» **Given problem**
Copy the lines from the one containing "of the dirt" up to and including the one containing "Query: treeline", reproducing them character for character.

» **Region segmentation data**
● ● ● ● ● ● ●

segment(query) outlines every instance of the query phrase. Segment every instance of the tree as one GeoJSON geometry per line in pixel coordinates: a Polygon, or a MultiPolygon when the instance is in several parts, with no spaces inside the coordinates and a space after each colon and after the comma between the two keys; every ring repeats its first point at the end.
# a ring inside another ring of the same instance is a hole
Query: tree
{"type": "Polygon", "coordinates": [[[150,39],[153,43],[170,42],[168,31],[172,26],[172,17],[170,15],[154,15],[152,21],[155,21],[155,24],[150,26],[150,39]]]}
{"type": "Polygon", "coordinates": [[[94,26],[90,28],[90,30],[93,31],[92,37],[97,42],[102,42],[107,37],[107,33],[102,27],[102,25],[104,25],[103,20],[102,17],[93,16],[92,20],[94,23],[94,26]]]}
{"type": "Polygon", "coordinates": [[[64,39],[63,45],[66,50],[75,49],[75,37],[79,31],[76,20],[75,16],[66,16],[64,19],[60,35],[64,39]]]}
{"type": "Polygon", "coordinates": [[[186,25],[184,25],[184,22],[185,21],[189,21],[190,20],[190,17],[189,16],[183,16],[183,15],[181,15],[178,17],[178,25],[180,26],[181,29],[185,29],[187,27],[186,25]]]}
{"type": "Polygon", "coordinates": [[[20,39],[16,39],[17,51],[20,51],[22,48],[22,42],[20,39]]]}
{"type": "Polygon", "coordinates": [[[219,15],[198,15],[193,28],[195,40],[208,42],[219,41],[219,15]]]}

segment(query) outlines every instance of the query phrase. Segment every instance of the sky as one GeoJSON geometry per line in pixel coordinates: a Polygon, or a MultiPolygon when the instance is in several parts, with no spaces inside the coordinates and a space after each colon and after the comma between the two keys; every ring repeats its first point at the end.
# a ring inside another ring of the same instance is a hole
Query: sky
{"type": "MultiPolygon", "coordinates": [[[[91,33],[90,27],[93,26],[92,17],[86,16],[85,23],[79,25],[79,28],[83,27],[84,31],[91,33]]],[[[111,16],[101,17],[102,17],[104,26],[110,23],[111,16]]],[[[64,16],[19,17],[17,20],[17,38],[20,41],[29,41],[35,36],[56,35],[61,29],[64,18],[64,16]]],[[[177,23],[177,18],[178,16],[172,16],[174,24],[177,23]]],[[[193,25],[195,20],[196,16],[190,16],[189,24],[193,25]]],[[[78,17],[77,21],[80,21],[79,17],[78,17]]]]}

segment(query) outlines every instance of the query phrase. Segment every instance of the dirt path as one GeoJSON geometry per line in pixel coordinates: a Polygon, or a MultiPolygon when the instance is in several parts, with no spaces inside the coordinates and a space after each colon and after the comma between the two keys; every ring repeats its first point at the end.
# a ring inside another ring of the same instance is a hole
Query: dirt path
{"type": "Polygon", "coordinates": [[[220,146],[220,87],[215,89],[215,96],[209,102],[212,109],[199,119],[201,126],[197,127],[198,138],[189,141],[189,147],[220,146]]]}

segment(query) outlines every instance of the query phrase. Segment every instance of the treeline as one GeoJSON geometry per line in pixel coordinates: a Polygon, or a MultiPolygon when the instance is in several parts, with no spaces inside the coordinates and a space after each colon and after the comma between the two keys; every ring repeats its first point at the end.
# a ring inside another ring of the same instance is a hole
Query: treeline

● ● ● ● ● ● ●

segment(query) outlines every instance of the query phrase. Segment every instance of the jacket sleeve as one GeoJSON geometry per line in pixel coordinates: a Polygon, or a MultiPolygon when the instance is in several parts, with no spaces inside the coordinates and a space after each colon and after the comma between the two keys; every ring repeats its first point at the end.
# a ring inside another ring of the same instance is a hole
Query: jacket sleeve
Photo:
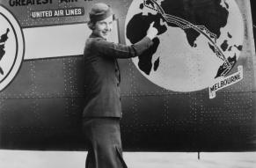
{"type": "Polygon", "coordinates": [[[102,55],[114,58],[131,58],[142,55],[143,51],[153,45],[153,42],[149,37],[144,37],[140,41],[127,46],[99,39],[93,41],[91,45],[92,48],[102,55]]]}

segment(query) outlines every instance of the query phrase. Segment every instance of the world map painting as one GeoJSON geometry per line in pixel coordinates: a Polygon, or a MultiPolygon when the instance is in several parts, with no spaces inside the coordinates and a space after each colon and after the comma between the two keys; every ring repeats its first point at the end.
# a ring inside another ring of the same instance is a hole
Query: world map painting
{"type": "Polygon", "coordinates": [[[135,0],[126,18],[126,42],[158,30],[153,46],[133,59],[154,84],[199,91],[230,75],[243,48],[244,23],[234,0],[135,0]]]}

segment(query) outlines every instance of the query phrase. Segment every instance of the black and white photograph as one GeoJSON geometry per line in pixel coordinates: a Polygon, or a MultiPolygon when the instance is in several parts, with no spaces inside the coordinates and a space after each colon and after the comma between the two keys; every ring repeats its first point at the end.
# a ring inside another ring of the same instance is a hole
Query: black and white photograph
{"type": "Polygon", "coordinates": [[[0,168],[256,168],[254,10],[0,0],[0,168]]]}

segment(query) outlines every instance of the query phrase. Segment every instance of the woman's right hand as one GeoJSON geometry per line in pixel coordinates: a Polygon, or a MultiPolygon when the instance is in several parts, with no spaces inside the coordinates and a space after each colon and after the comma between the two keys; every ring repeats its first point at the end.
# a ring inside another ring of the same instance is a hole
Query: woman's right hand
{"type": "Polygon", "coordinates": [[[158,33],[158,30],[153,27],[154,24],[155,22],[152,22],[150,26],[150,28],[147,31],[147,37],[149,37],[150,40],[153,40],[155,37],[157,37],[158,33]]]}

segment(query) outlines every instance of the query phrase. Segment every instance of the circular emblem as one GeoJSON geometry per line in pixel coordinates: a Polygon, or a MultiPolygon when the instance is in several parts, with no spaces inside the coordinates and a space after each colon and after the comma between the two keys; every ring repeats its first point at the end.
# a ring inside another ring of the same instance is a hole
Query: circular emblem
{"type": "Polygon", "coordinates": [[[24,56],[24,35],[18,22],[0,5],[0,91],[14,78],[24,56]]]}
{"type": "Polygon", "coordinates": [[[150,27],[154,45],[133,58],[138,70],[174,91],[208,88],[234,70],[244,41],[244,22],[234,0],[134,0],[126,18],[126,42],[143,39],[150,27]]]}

● ● ● ● ● ● ●

» **Result for this task**
segment(query) outlines every instance of the query phrase. Segment every instance of the dirt path as one GeoJSON geometry per line in pixel coordinates: a Polygon, or a MultiPolygon when the instance is in several parts, with no spaces inside the coordinates and a space after each colon and after the comma between the two keys; every ring repeats its first point at the end.
# a ring inside another ring of the same instance is a hole
Query: dirt path
{"type": "Polygon", "coordinates": [[[220,146],[220,87],[215,89],[215,96],[209,102],[212,109],[199,119],[201,126],[197,127],[198,138],[189,141],[189,147],[220,146]]]}

segment(query) outlines every instance of the query phrase. Segment every instance of the treeline as one GeoJSON geometry per line in pixel coordinates: a Polygon, or a MultiPolygon when the instance is in several parts, with no spaces inside the coordinates and a space after each colon and after the comma between the two keys; every ring repeats its first point at the end.
# a ring inside another ring of the same instance is a hole
Query: treeline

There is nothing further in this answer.